» Short task 1
In the passage on death, rewrite the stretch from "Because our ancestor's" through "into iniquity. ...", replacing "Satan" with "the devil".

» Selection
§

Because our ancestor's agreed with Satan against the Creator's will and stripped off the garments of life and heavenly radiance, they became, sad to say, spiritually dead like Satan. ....

Once their spirits had died and become sources of death they passed on their deadness to their bodies, which would have disintegrated immediately had they not been preserved by a higher providence and power to await the decision of Him Who upholds all things by His Word alone. He ...help back the sentence of physical death and postponed it. ... Notice that like the death of the soul, physical death does not come from God but from transgression, as a result of a soul committing sin,and of the serpent deceitfully dragging man down with him into iniquity. ...


St Basil

"God did not create death, but we brought it upon ourselves by a wicked intention. To be sure... He did not prevent our dissolution, so that our weakness might not remain immortal..."


St Ireneaus

" God also drove Adam out of paradise, and placed him far from the tree of life, not because he envied him the tree of life, as some dare to claim, but because He pitied him and did not desire that he should persevere forever as a sinner, not that the sin which surrounded him should be immortal... He set a bound to man's sin by interposing death, thus causing sin to cease"

§

» Recorded data

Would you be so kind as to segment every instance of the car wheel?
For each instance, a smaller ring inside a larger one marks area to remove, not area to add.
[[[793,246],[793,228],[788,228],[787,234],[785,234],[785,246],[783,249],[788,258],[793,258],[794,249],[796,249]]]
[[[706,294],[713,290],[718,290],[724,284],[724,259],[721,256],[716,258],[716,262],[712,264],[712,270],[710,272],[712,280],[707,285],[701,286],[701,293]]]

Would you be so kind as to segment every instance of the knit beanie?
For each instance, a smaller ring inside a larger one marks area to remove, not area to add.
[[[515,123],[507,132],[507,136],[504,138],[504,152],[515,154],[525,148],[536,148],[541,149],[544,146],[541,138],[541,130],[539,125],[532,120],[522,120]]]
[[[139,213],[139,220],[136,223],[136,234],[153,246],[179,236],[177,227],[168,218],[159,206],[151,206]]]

§

» Short task 2
Please copy every row that follows the passage on death, exactly as each one appears.

» Complete output 1
Because our ancestor's agreed with the devil against the Creator's will and stripped off the garments of life and heavenly radiance, they became, sad to say, spiritually dead like the devil. ....

Once their spirits had died and become sources of death they passed on their deadness to their bodies, which would have disintegrated immediately had they not been preserved by a higher providence and power to await the decision of Him Who upholds all things by His Word alone. He ...help back the sentence of physical death and postponed it. ... Notice that like the death of the soul, physical death does not come from God but from transgression, as a result of a soul committing sin,and of the serpent deceitfully dragging man down with him into iniquity. ...

» Complete output 2
Would you be so kind as to segment every instance of the car wheel?
For each instance, a smaller ring inside a larger one marks area to remove, not area to add.
[[[793,246],[793,228],[788,228],[787,234],[785,234],[785,246],[783,249],[788,258],[793,258],[794,249],[796,249]]]
[[[706,294],[713,290],[718,290],[724,284],[724,259],[721,256],[716,258],[716,262],[712,264],[712,270],[710,272],[712,280],[707,285],[701,286],[701,293]]]

Would you be so kind as to segment every instance of the knit beanie?
For each instance, a smaller ring inside a larger one marks area to remove, not area to add.
[[[515,123],[507,132],[507,136],[504,138],[504,152],[515,154],[525,148],[536,148],[541,149],[544,146],[541,138],[541,130],[539,125],[532,120],[522,120]]]
[[[139,213],[139,220],[136,223],[136,234],[153,246],[179,236],[177,227],[168,218],[159,206],[151,206]]]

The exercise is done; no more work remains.